MATERIALS PROVIDED -
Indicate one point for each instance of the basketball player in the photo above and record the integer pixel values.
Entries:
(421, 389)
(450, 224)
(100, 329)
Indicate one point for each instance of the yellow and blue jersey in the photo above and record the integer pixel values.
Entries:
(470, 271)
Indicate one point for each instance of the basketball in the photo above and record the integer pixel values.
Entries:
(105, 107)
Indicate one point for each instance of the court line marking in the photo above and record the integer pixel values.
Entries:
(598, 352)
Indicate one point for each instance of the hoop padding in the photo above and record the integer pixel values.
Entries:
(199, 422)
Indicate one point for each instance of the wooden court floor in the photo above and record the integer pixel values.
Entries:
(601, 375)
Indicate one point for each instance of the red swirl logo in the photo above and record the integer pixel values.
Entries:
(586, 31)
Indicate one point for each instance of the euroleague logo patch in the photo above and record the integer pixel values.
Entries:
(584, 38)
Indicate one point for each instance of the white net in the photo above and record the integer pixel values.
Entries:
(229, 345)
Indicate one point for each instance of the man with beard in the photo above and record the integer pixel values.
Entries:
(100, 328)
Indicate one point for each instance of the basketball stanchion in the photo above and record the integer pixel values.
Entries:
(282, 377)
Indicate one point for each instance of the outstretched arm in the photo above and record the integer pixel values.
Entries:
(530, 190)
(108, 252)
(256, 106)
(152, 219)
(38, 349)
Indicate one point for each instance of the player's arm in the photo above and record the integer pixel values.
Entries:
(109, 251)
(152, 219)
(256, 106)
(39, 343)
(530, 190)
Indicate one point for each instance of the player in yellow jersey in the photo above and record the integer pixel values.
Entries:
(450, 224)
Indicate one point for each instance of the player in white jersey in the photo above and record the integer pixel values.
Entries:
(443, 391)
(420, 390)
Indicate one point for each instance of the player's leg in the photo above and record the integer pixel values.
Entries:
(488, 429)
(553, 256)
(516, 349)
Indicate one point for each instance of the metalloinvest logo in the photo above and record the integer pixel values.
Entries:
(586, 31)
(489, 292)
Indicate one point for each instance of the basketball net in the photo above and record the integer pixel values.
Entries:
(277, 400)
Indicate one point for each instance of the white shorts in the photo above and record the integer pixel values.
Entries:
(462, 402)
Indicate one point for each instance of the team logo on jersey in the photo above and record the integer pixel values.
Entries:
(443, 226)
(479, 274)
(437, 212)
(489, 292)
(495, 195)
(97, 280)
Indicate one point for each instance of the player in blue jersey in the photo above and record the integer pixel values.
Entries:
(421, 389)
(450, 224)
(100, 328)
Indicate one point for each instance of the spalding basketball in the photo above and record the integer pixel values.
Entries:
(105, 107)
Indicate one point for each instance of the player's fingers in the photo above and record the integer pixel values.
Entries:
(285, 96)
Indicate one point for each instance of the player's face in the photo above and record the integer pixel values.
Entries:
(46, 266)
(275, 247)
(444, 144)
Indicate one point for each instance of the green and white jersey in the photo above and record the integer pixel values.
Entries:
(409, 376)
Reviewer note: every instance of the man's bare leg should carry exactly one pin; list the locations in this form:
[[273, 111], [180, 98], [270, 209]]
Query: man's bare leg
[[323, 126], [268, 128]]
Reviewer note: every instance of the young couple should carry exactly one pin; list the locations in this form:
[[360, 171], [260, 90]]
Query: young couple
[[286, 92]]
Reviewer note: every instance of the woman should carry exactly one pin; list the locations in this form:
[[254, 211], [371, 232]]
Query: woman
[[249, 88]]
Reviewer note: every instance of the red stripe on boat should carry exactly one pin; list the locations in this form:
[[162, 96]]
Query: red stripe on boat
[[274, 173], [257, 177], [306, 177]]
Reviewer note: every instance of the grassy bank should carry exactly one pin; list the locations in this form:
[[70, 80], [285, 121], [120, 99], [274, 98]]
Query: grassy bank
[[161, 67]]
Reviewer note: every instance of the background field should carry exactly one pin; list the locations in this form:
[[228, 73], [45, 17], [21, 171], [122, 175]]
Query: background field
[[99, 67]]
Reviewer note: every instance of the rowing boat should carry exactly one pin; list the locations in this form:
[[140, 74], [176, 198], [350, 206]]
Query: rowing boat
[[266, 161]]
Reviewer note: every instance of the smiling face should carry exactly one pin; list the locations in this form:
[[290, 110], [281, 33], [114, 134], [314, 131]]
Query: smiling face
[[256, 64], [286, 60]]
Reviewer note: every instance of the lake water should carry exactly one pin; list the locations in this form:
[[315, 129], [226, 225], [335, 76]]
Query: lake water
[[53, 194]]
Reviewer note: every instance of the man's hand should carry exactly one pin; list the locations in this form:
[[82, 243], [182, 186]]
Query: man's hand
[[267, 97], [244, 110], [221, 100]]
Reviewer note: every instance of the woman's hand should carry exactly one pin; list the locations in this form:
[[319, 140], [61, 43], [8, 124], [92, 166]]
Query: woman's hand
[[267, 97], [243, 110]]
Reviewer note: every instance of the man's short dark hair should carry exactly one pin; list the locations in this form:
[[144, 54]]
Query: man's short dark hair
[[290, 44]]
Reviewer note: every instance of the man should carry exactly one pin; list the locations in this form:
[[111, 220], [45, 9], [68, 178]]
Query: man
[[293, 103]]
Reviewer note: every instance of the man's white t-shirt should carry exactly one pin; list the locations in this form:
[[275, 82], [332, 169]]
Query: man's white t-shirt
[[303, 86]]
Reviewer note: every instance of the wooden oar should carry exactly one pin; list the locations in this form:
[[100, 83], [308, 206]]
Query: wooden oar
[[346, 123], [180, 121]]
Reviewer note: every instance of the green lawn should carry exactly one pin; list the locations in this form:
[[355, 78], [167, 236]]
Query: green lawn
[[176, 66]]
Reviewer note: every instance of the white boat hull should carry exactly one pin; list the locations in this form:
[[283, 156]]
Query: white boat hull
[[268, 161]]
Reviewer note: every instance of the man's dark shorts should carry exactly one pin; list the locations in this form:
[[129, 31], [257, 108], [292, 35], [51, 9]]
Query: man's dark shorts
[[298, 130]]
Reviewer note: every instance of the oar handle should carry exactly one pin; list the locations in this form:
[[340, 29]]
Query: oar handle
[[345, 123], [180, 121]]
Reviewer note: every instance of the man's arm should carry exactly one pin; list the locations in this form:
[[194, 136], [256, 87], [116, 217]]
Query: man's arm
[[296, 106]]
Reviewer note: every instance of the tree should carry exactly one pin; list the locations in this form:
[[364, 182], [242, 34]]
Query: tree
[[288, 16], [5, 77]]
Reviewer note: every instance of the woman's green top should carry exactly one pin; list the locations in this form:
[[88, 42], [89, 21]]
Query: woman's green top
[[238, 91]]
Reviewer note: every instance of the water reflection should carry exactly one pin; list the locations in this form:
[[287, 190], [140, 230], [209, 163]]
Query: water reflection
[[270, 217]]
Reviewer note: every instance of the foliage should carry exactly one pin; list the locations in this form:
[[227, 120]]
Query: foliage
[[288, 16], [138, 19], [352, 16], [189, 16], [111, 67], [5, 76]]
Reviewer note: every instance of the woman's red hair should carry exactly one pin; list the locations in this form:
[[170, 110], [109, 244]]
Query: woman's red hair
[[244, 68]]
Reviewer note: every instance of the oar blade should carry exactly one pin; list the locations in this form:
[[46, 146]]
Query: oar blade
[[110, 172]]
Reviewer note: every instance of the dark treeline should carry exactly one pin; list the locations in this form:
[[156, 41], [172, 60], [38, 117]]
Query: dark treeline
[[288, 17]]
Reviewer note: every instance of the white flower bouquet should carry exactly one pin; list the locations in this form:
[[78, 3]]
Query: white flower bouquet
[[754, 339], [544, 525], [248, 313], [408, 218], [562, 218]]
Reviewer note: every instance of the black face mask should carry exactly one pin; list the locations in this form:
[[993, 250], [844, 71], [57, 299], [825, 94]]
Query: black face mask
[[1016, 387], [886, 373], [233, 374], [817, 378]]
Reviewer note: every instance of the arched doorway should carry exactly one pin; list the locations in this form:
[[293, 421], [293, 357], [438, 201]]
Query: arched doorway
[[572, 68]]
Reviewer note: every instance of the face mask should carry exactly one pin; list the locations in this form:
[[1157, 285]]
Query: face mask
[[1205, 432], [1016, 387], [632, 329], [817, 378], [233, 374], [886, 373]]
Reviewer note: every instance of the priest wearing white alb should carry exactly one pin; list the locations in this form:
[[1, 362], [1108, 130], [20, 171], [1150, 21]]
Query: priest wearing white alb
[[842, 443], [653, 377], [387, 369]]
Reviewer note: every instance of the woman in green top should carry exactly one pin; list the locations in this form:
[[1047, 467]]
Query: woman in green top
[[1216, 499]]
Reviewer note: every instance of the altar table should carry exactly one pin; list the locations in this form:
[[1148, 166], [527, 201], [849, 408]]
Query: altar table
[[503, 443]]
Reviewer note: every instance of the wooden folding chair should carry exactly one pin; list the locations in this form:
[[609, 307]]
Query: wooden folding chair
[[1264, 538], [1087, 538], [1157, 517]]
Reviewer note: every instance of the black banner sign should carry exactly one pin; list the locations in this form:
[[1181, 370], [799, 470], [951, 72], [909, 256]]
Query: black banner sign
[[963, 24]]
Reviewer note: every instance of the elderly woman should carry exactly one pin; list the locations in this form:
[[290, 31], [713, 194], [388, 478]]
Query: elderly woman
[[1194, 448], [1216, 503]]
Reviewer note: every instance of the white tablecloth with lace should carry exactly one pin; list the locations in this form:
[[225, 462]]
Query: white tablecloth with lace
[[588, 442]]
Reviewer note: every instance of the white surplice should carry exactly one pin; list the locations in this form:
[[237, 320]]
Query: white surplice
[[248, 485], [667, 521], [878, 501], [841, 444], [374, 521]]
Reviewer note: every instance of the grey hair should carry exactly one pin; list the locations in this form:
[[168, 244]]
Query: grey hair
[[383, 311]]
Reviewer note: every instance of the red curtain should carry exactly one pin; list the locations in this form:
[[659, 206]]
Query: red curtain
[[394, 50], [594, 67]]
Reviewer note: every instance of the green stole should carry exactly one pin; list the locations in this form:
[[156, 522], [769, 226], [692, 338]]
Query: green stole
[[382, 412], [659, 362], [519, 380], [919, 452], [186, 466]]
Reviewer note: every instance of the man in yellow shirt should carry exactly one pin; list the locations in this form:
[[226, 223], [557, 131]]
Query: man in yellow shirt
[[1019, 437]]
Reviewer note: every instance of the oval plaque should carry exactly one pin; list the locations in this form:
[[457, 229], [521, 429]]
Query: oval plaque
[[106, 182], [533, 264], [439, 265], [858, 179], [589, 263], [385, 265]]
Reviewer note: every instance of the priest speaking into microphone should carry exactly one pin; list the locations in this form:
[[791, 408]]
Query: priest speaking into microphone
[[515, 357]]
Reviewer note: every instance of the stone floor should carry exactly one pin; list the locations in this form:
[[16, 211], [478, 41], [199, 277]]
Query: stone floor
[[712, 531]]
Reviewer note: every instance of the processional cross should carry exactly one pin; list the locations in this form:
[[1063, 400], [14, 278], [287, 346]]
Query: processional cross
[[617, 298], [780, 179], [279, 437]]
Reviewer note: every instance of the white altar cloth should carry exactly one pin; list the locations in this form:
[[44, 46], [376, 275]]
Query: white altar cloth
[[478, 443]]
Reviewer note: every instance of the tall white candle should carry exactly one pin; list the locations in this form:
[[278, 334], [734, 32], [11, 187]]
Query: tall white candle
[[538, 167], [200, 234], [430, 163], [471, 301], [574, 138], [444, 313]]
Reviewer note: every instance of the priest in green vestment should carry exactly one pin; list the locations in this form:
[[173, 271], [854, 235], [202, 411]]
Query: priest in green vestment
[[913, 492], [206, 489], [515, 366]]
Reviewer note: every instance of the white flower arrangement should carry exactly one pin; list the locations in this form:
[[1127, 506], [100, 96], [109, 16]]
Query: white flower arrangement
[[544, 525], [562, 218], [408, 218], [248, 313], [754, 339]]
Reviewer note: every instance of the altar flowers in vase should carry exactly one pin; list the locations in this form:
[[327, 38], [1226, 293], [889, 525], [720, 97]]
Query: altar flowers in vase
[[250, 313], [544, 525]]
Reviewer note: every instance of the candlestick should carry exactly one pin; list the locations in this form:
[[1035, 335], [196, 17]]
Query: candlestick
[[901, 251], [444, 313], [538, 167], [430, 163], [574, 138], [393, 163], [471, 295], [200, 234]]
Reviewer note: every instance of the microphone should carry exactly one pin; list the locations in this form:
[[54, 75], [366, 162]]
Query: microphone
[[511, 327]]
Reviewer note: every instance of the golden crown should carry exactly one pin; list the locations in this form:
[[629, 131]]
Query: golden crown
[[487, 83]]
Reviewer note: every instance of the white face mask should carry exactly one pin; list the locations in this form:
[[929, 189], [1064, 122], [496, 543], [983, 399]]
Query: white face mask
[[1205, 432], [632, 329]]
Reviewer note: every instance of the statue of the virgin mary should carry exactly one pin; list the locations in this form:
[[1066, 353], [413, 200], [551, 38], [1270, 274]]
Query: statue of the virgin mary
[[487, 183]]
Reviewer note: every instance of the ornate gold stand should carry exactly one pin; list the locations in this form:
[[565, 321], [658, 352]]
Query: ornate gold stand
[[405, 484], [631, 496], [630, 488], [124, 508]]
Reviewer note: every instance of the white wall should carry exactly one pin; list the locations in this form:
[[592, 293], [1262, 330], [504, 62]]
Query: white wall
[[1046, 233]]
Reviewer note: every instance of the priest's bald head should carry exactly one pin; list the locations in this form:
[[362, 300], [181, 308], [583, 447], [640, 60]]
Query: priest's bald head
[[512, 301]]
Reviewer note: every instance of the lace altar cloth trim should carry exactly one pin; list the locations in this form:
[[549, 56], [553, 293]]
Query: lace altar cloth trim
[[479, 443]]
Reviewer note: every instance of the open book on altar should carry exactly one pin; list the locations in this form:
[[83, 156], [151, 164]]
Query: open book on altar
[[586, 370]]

TRY IT -
The result is a copy of every line above where the word "court" shows up.

EXERCISE RESPONSE -
Indicate one point for each instance of the court line marking in the photo above and record the integer pixel values.
Indicate one point for each instance of the wooden court floor in the photo above and record the integer pixel values.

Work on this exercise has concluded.